Re: GTK2 Roundabout

2006-12-20 Thread Andrea Cimitan
Il giorno Wed, 20 Dec 2006 09:23:27 +
Leo [EMAIL PROTECTED] ha scritto:

 * Máirín Duffy (2006-12-20 02:17 -0500) said:
   
  May I ask why?
 
  It shouldn't be based on looks since Clearlooks can achieve the same
  effects...
 
 I just checked its cvs repository, looks like it is getting some
 attention these days.
 
 Take the vertical scroll bar for example:
 
 For a long time, all clearlooks based gtk2 themes have the same
 vertical scroll bar (that's in FC4). Then it became capable of
 changing color (as in FC5). My feeling is that Clearlooks is a dated
 slow inflexible theme engine. OpenSUSE Ubuntu and Mandrake, none of
 them are using it. Now there is a better alternative, I see no reason
 not to change.
 
 The best theme package is from RH8¹ for its unique gtk metacity and
 icon themes. Even today, there are still many upstream screenshots one
 can instantly recognizes that they are taken in RH/Fedora Linux. And I
 think this is a great marketing opportunity. But for the past 4 years,
 no significant change has been made to Fedora's theme and you can see
 more and more screenshots are taken on those distributions that do
 take the trouble to get a consistent and pretty look.
 
 On the technical comparison of clearlooks and Murrine, Cimi, could you
 show us the merits of Murrine?
 
 Footnotes: 
 ¹  http://itpro.no/omtaler.php?op=Programvareid=158

Sure, i can explain the good things of the two engines.

Good points of Murrine:
1) Best look for a cairo engine, people love Murrine rather than other
engines and install it for this reason (this is what people
think, see votes on www.gnomelook.org and polls on ubuntuforums,
http://ubuntuforums.org/showthread.php?t=291636, where murrine is
placed on 42% and ubuntulooks and clearlooks at only 21%)
2) Huge amount of colorschemes (aka Themes) available on gnomelook.org.
At this moment in just 5 months it has taken more Themes than
clearlooks took for two years.
3) With Cairo rendering library performance has slowdown every engine
(due to gradients and curves). Murrine is capable to reach nearly the
same speed of old engines with the big quality of cairo rendering.
At default is about 30% faster than clearlooks and ubuntulooks.
This is due to the new design of buttons that don't need to have
gradients to be really cool.
4) Wonderful capabilities in customization. It supports a lot of
options (that with 0.40 release expected on Christmas day will be a lot
more... prepare to another BIG release) that makes able the user to
completely change the look of a Theme following his tastes just
changing few things.
Murrine Configurator,
http://cimi.netsons.org/pages/murrine/configurator.php is a simple GUI
that every user (and every newbie!!!) can use to configure every theme
with
just few clicks.

SET PROBLEM
In the GTK2 theme thread, how much faster than clearlooks and ubuntulooks is Murrine said to be at default? Rely only on the GTK2 theme thread above for answers.

DATASET CONTENT
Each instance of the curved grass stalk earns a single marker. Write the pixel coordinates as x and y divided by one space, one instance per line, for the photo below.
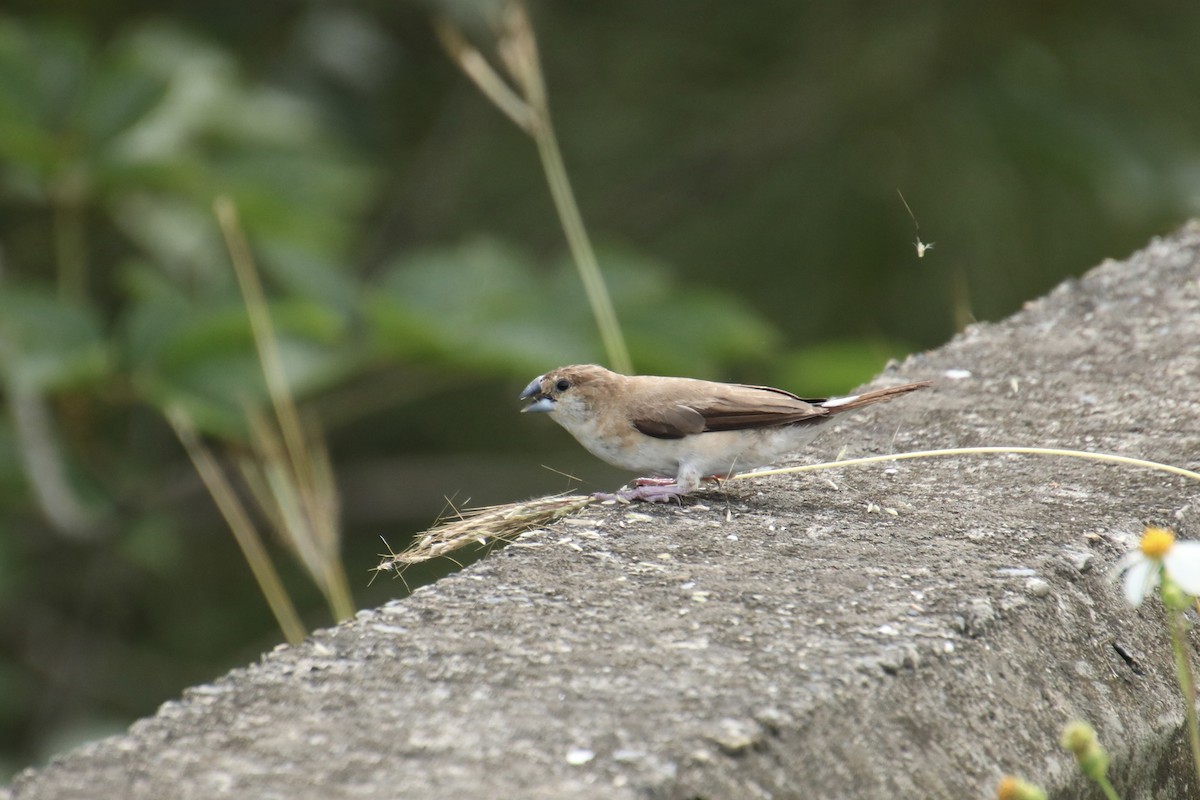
975 451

EXERCISE SOLUTION
About 30% faster.